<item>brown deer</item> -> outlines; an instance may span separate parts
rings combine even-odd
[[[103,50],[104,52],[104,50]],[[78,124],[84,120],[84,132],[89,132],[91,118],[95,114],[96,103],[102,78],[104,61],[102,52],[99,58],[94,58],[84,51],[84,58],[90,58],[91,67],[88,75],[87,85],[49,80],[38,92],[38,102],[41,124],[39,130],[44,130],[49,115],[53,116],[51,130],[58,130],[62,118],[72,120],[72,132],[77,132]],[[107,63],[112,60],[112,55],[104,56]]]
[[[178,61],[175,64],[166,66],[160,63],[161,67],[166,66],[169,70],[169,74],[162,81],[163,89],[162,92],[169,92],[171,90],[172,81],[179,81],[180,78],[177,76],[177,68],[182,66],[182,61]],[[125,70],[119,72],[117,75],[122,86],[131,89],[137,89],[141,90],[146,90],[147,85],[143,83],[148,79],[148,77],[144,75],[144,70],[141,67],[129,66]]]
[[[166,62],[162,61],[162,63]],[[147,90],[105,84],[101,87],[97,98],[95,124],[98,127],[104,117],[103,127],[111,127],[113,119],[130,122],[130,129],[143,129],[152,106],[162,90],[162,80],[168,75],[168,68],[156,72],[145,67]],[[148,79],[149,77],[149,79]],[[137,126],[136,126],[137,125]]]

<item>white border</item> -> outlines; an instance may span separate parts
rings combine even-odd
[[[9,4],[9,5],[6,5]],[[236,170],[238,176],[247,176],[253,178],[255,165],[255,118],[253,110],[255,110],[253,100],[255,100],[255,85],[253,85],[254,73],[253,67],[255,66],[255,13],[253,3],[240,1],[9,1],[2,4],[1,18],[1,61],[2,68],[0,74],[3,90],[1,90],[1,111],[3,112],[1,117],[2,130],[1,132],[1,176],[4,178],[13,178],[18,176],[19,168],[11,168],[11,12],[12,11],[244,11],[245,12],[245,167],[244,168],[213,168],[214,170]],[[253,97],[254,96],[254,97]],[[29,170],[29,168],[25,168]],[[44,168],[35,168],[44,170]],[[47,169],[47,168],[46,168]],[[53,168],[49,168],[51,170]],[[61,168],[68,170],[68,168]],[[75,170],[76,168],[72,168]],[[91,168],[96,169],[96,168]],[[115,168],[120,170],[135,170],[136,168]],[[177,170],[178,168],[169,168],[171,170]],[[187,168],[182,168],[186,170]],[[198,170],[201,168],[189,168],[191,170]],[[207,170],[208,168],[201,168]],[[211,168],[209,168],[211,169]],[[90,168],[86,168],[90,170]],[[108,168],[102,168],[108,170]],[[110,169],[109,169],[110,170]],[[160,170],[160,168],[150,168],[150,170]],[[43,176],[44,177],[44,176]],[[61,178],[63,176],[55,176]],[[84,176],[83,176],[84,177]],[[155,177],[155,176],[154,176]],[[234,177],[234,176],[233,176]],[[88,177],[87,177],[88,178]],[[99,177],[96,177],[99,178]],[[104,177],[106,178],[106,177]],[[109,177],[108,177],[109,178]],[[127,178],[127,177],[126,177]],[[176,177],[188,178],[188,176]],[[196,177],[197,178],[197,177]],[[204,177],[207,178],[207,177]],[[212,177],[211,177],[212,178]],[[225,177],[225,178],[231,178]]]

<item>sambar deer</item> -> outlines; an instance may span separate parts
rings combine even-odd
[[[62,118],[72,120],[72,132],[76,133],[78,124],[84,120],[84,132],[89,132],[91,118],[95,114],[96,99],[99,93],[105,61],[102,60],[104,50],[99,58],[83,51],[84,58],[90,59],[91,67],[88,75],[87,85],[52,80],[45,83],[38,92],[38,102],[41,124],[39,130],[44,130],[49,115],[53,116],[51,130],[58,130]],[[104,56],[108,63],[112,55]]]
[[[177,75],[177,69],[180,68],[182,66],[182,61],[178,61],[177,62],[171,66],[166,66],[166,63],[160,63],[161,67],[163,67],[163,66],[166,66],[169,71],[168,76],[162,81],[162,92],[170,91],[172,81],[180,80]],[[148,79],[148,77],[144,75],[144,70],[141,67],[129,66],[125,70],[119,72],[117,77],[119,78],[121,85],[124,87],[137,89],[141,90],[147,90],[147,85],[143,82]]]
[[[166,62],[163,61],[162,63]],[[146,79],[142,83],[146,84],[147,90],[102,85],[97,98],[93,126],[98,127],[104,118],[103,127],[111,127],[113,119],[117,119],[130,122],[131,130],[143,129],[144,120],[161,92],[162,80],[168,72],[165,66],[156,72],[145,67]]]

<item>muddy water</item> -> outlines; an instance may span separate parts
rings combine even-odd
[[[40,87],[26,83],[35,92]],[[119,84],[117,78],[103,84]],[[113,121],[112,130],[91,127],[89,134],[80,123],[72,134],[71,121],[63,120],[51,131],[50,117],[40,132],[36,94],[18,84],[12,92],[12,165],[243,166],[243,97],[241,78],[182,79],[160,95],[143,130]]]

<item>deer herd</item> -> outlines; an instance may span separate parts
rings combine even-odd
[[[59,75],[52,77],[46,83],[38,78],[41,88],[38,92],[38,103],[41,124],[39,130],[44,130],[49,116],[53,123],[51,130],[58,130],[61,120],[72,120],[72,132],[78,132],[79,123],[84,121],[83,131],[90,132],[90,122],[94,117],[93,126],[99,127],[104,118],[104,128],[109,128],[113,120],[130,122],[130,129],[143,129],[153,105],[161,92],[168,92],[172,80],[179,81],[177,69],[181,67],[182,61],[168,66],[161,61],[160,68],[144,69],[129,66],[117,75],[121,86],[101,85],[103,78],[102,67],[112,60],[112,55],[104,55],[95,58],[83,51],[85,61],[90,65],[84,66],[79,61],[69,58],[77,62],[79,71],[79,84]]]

*****

* [Brief]: Please quote the records above exactly, from the line that contains "<item>deer herd</item> ->" through the end of the records.

* [Output below]:
<item>deer herd</item> -> outlines; an instance may span separate parts
rings combine even-odd
[[[59,75],[52,77],[46,83],[38,78],[41,88],[38,92],[38,103],[41,124],[39,130],[44,130],[49,116],[53,123],[51,130],[58,130],[61,120],[72,120],[72,132],[78,132],[79,123],[84,121],[83,131],[90,132],[90,122],[94,117],[93,126],[99,127],[104,118],[104,128],[109,128],[113,120],[130,122],[130,129],[143,129],[153,105],[161,92],[168,92],[172,80],[179,81],[177,69],[181,67],[182,61],[168,66],[161,61],[160,68],[144,69],[129,66],[117,75],[121,86],[101,85],[103,78],[102,67],[112,60],[112,55],[104,55],[95,58],[83,51],[85,61],[90,65],[84,66],[79,61],[69,58],[77,62],[79,71],[79,84]]]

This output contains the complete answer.